▶ [Records for processing]
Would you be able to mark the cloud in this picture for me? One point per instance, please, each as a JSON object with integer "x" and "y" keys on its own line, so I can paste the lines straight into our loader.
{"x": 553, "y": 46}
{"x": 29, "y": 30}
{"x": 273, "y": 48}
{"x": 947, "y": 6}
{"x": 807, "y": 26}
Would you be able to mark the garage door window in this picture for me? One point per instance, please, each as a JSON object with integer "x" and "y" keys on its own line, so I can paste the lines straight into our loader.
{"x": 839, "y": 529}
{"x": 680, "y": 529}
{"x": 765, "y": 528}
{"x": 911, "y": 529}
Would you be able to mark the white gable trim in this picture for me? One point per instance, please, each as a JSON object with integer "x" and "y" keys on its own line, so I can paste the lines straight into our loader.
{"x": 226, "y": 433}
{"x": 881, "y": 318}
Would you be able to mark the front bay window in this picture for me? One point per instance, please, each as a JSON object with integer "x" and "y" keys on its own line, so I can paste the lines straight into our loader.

▶ [Short problem] Each record above should be returned exactly as it appears.

▶ [Solved problem]
Would you be able to mark the cloud in this picture for me? One point per instance, please, each as a JSON object with integer "x" and "y" keys on its own line, so I can paste the lines straight into our loader.
{"x": 553, "y": 46}
{"x": 29, "y": 30}
{"x": 273, "y": 48}
{"x": 947, "y": 6}
{"x": 807, "y": 26}
Would you be able to mark the garage door window in this picture for me? One point per instance, please, each as a JSON object with integer "x" and "y" keys on its own line, so I can paste the lines straight into our loader.
{"x": 839, "y": 529}
{"x": 680, "y": 529}
{"x": 765, "y": 528}
{"x": 911, "y": 529}
Would you be able to mark the white gable trim in this picture for me? One point per instance, please, each as a JSON object with integer "x" and "y" keys on its own line, so I can paste the lines straight into our loader.
{"x": 226, "y": 433}
{"x": 881, "y": 318}
Would you be able to mark the front bay window in this picture for me? One point per instance, please, each as a JSON object with integer "x" and "y" keys on its own line, so I can paste the lines straight into our loader.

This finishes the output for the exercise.